Format every line of the rows below as a JSON list of strings, one string per line, leaving out blank lines.
— Start SOURCE RECORDS —
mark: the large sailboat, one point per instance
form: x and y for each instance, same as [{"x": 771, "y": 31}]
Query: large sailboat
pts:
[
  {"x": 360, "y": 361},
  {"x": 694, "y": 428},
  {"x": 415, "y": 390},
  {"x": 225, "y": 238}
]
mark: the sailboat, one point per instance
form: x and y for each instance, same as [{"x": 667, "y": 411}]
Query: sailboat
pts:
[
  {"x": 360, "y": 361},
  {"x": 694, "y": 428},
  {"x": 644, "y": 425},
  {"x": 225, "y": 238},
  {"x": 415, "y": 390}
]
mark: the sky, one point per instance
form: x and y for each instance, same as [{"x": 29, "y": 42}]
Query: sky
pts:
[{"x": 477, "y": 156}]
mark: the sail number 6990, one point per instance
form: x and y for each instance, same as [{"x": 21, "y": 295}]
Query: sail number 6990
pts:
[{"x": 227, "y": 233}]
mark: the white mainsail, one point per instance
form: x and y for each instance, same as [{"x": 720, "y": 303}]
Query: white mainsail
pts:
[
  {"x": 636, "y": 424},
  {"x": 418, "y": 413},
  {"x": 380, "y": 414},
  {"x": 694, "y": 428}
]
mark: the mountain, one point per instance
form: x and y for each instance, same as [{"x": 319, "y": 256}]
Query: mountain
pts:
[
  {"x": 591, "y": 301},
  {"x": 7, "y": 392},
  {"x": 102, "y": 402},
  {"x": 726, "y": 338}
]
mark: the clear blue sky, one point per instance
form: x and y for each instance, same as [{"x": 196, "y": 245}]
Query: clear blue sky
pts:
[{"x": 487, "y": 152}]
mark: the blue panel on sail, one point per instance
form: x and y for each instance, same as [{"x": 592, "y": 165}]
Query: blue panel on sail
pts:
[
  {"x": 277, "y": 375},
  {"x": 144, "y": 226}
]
— End SOURCE RECORDS —
▸ EXERCISE SOLUTION:
[
  "mark: the large sailboat, one point per instance",
  "form: x and y for each instance, same as [{\"x\": 771, \"y\": 31}]",
  "Query: large sailboat",
  "pts:",
  "[",
  "  {\"x\": 360, \"y\": 361},",
  "  {\"x\": 694, \"y\": 428},",
  "  {\"x\": 415, \"y\": 390},",
  "  {\"x\": 225, \"y\": 238}",
  "]",
  "mark: the sailboat, one point per instance",
  "form: x and y for each instance, same as [{\"x\": 667, \"y\": 411}]",
  "Query: sailboat",
  "pts:",
  "[",
  "  {\"x\": 360, \"y\": 361},",
  "  {\"x\": 694, \"y\": 428},",
  "  {\"x\": 644, \"y\": 425},",
  "  {\"x\": 225, \"y\": 238},",
  "  {\"x\": 415, \"y\": 390}",
  "]",
  "mark: the sky, one point per instance",
  "form: x and y for each instance, same as [{\"x\": 29, \"y\": 42}]",
  "Query: sky",
  "pts:",
  "[{\"x\": 477, \"y\": 156}]",
  "mark: the sail number 6990, one point per instance",
  "form: x and y for each instance, same as [{\"x\": 21, \"y\": 295}]",
  "Query: sail number 6990",
  "pts:",
  "[{\"x\": 227, \"y\": 233}]",
  "mark: the white mainsail, one point per instance",
  "form: x and y for each instance, same as [{\"x\": 720, \"y\": 303}]",
  "Query: white mainsail",
  "pts:",
  "[",
  "  {\"x\": 636, \"y\": 424},",
  "  {\"x\": 418, \"y\": 413},",
  "  {\"x\": 380, \"y\": 414},",
  "  {\"x\": 694, \"y\": 428}",
  "]",
  "mark: the mountain, one point per instance",
  "form: x and y for each instance, same as [{\"x\": 319, \"y\": 256}]",
  "Query: mountain",
  "pts:",
  "[",
  "  {\"x\": 591, \"y\": 301},",
  "  {\"x\": 7, \"y\": 392},",
  "  {\"x\": 102, \"y\": 402},",
  "  {\"x\": 726, \"y\": 338}",
  "]",
  "mark: the clear blue sky, one point per instance",
  "form: x and y for each instance, same as [{\"x\": 196, \"y\": 245}]",
  "Query: clear blue sky",
  "pts:",
  "[{\"x\": 487, \"y\": 152}]",
  "mark: the blue panel on sail, one point per instance",
  "form: x and y for each instance, same as [{\"x\": 592, \"y\": 165}]",
  "Query: blue panel on sail",
  "pts:",
  "[",
  "  {\"x\": 277, \"y\": 375},",
  "  {\"x\": 144, \"y\": 226}",
  "]"
]